1. [Install Boto3](https://boto3.amazonaws.com/v1/documentation/api/latest/guide/quickstart.html#install-boto3)

Install the latest Boto3 release via pip:

In [None]:
!pip3 install boto3

2. [Configuration using Boto3](https://boto3.amazonaws.com/v1/documentation/api/latest/guide/quickstart.html#using-boto3)

You need: 
- aws_access_key_id = YOUR_ACCESS_KEY
- aws_secret_access_key = YOUR_SECRET_KEY
- region=YOUR_REGION

In [26]:
import boto3
sesion = boto3.Session(region_name="YOUR_REGION",
aws_access_key_id="YOUR_ACCESS_KEY",
aws_secret_access_key="YOUR_SECRET_KEY")


3. [Amazon Polly Client.](https://boto3.amazonaws.com/v1/documentation/api/latest/reference/services/polly.html) 

The Amazon Polly service provides API operations for synthesizing high-quality speech from plain text and Speech Synthesis Markup Language (SSML), along with managing pronunciations lexicons that enable you to get the best results for your application domain.

In [7]:
polly_client = sesion.client('polly')

4. [Start Speech Syntesis Task API](https://boto3.amazonaws.com/v1/documentation/api/latest/reference/services/polly/client/start_speech_synthesis_task.html)

Allows the creation of an asynchronous synthesis task, by starting a new SpeechSynthesisTask. This operation requires all the standard information needed for speech synthesis, plus the name of an Amazon S3 bucket for the service to store the output of the synthesis task and two optional parameters ( OutputS3KeyPrefix and SnsTopicArn). Once the synthesis task is created, this operation will return a SpeechSynthesisTask object, which will include an identifier of this task as well as the current status. The SpeechSynthesisTask object is available for 72 hours after starting the asynchronous synthesis task.

Items in the dataset:
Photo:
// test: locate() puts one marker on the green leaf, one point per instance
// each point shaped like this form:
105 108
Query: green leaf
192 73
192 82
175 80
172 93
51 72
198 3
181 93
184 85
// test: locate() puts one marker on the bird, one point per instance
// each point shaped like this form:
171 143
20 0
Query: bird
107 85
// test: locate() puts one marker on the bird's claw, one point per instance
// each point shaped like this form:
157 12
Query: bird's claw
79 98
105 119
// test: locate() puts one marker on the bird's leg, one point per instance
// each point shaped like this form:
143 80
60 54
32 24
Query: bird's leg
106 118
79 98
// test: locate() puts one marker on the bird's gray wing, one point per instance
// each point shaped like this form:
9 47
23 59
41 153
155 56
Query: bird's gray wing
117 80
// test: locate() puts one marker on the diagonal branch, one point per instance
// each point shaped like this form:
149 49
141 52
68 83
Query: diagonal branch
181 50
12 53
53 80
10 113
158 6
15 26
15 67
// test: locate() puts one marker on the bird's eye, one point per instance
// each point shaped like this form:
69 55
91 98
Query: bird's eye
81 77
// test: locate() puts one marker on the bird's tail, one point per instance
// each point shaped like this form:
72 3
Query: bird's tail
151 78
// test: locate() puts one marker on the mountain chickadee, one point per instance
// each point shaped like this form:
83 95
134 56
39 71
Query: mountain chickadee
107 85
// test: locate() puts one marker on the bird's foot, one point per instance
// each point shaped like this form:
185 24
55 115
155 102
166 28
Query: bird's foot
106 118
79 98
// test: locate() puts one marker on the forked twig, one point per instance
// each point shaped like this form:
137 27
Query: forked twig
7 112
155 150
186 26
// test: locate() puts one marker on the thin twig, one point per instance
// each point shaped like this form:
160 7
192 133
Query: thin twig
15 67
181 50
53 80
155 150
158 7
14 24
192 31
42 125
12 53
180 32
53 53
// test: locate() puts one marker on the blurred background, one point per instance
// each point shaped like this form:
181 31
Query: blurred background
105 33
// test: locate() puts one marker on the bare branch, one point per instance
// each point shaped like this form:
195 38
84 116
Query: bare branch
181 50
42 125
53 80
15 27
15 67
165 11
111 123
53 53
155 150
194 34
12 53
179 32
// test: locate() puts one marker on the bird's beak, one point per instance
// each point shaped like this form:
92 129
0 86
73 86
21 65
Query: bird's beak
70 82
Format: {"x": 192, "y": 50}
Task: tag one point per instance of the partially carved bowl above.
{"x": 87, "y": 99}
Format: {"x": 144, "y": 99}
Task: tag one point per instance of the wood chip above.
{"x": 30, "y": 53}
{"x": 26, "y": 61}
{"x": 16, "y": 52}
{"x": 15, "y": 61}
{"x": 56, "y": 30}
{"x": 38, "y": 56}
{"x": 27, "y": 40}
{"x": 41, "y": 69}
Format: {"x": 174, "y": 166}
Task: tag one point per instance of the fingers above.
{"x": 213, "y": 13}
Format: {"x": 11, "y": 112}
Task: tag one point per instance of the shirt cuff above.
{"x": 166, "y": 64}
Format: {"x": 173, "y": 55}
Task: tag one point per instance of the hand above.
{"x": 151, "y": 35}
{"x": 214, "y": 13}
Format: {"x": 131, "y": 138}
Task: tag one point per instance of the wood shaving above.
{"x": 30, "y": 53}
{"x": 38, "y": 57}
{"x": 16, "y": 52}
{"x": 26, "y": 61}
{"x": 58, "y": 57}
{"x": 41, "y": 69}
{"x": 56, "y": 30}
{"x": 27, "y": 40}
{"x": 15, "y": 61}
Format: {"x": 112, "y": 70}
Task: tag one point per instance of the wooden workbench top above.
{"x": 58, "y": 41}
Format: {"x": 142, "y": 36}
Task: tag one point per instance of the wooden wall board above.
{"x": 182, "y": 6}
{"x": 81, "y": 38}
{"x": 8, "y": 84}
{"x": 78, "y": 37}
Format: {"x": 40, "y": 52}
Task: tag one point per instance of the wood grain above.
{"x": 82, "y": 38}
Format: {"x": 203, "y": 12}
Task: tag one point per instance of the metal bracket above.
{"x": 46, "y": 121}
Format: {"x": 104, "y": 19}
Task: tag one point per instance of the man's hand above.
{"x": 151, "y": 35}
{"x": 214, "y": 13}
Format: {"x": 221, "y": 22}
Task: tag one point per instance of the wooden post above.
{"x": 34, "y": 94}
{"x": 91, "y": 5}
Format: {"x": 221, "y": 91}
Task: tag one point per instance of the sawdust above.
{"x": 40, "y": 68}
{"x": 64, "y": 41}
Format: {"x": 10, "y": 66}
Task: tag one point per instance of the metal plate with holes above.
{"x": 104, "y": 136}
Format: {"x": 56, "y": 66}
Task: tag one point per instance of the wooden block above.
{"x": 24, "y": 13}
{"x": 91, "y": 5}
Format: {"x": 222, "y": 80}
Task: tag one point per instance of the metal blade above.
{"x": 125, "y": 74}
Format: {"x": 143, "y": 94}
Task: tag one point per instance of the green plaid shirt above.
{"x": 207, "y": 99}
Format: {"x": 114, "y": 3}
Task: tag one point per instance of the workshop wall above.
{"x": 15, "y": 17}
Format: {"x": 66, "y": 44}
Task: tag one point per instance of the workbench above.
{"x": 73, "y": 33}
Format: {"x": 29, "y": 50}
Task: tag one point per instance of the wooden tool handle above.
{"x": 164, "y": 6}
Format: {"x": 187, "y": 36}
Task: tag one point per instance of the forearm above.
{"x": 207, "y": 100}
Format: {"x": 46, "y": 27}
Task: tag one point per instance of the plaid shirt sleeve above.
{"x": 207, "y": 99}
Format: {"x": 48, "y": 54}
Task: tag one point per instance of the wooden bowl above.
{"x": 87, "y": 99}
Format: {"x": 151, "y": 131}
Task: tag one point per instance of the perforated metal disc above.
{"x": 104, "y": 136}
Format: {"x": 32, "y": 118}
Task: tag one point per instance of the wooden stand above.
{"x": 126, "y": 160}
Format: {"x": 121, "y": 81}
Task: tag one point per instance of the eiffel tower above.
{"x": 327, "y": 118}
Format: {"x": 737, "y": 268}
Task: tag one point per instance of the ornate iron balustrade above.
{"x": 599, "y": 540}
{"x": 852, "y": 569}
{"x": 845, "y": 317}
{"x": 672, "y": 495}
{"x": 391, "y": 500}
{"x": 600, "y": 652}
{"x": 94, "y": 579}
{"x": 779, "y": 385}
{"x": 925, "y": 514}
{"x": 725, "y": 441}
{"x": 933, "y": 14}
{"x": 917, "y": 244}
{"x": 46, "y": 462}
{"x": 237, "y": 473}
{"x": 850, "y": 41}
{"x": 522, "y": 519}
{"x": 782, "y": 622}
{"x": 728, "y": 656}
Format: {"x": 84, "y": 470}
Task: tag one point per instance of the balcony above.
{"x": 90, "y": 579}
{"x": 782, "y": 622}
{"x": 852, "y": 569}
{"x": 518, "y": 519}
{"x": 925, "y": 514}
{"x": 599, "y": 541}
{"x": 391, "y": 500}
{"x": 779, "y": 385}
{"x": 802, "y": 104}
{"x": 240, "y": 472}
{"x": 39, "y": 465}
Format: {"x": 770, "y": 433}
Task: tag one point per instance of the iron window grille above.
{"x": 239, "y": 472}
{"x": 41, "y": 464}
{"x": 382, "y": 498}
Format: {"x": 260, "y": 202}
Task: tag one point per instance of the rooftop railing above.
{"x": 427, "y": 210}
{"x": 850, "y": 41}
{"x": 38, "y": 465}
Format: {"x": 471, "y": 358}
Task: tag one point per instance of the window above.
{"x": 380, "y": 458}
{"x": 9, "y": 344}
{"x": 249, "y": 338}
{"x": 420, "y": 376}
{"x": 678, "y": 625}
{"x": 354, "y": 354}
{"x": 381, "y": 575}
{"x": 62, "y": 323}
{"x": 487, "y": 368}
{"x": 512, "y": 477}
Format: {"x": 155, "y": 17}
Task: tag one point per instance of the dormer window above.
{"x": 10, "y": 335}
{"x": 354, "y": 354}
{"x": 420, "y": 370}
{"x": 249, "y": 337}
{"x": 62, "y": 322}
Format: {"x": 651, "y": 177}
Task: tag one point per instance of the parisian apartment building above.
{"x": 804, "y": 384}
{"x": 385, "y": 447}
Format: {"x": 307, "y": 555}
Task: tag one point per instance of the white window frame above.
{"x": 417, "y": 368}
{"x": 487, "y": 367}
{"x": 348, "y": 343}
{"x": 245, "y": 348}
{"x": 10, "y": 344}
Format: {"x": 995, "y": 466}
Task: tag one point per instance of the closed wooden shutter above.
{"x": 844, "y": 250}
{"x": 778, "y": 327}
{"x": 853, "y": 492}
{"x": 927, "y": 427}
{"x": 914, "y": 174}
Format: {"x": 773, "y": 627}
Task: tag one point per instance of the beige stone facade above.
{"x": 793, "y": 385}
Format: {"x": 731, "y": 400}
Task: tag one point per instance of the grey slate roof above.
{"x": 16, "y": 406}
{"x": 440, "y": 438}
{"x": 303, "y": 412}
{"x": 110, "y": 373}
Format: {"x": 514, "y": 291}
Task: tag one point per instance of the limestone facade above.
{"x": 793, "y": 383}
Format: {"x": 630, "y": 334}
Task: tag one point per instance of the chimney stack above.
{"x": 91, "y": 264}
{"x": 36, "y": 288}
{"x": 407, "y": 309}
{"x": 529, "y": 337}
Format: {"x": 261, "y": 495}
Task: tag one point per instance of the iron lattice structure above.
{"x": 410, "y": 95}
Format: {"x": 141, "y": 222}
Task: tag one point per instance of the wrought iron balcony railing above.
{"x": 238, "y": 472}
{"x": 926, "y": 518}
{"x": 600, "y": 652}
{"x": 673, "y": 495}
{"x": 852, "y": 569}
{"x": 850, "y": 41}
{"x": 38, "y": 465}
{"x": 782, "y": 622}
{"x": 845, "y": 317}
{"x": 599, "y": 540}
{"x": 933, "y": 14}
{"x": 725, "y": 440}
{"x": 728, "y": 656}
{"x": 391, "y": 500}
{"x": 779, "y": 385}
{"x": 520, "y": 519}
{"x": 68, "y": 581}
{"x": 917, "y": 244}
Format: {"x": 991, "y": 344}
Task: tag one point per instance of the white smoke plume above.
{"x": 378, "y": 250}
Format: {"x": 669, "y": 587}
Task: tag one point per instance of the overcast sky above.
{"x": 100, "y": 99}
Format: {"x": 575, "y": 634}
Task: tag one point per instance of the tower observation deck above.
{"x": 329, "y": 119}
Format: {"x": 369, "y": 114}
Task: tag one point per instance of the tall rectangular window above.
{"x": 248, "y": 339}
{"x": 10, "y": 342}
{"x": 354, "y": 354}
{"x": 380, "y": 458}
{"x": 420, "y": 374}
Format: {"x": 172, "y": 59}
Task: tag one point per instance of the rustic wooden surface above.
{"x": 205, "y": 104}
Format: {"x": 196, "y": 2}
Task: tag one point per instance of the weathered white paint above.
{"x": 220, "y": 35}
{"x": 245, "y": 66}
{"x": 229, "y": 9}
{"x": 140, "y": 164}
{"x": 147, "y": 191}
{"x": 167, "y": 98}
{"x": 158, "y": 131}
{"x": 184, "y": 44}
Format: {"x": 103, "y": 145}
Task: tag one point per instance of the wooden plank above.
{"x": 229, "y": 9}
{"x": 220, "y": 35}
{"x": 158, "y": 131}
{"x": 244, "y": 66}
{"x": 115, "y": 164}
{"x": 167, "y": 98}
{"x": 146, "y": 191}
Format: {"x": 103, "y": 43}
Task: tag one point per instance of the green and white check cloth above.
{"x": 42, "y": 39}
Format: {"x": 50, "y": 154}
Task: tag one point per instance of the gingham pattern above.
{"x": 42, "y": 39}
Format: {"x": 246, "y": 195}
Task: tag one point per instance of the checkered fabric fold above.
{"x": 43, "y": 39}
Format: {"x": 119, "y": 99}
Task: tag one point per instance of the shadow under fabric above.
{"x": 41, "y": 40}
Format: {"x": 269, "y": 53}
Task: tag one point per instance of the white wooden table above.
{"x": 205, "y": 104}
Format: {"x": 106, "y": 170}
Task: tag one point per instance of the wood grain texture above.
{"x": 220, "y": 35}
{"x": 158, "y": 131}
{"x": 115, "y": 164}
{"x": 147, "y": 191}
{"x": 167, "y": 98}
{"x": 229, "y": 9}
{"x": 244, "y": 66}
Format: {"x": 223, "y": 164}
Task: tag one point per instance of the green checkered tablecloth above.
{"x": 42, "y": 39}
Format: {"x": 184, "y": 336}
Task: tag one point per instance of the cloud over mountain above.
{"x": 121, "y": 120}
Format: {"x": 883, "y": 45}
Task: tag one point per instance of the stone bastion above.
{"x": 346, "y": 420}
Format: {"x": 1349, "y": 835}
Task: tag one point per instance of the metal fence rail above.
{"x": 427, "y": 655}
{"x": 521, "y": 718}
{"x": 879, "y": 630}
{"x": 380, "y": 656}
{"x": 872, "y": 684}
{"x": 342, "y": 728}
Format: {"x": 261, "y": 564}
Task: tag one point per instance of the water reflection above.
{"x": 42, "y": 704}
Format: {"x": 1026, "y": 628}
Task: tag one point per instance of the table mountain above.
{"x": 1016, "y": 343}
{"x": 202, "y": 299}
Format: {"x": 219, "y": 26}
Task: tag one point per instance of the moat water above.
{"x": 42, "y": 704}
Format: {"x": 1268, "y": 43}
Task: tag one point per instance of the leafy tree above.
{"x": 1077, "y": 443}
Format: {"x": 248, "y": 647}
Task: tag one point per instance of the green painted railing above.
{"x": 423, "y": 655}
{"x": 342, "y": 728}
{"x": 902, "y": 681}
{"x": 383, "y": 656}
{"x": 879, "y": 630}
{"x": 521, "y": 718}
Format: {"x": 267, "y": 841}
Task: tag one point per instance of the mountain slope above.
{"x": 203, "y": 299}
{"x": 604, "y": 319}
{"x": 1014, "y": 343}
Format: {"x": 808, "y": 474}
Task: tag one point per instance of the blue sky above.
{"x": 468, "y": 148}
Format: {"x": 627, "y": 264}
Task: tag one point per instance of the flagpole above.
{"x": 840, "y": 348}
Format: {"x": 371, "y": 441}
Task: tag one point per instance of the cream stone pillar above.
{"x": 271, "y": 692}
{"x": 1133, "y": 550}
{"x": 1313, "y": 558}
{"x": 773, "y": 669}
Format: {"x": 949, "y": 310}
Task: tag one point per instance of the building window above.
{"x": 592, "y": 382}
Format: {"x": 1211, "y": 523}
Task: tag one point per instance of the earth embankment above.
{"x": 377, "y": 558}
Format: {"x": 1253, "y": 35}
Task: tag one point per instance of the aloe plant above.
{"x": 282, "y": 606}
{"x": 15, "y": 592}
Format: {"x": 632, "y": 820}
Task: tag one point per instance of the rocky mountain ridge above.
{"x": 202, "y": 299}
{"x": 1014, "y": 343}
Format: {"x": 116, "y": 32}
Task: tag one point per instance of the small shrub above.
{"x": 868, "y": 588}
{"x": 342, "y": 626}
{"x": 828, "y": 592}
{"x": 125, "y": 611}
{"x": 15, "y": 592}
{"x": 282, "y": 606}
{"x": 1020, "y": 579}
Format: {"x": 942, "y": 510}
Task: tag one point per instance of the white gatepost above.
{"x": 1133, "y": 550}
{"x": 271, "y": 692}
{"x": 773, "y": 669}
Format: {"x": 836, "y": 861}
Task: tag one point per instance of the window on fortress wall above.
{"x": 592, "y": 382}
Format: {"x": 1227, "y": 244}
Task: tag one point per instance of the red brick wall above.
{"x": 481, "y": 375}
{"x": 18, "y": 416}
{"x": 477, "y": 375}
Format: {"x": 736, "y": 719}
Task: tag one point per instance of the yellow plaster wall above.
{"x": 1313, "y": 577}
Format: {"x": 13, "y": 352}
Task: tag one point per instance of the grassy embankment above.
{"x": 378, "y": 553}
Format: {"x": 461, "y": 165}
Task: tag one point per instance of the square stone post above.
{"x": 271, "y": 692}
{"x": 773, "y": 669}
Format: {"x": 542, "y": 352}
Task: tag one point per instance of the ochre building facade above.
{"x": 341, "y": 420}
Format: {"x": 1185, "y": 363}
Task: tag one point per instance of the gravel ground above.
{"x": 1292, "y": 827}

> _Exercise task A_
How would you translate this sentence from the Polly notebook into Spanish: "The SpeechSynthesisTask object is available for 72 hours after starting the asynchronous synthesis task."
> _Exercise task B_
Which configuration values does the Polly notebook list after the words "You need:"? Name every one.
> _Exercise task C_
Does each statement agree with the Polly notebook? (i) The output of the synthesis task is stored in an Amazon S3 bucket. (ii) OutputS3KeyPrefix and SnsTopicArn are required parameters. (iii) Boto3 is installed with pip.

> _Finished answer A_
El objeto SpeechSynthesisTask está disponible durante 72 horas después de iniciar la tarea de síntesis asíncrona.

> _Finished answer B_
aws_access_key_id, aws_secret_access_key, region

> _Finished answer C_
(i) Yes: "plus the name of an Amazon S3 bucket for the service to store the output of the synthesis task"
(ii) No: "two optional parameters ( OutputS3KeyPrefix and SnsTopicArn)"
(iii) Yes: "Install the latest Boto3 release via pip:"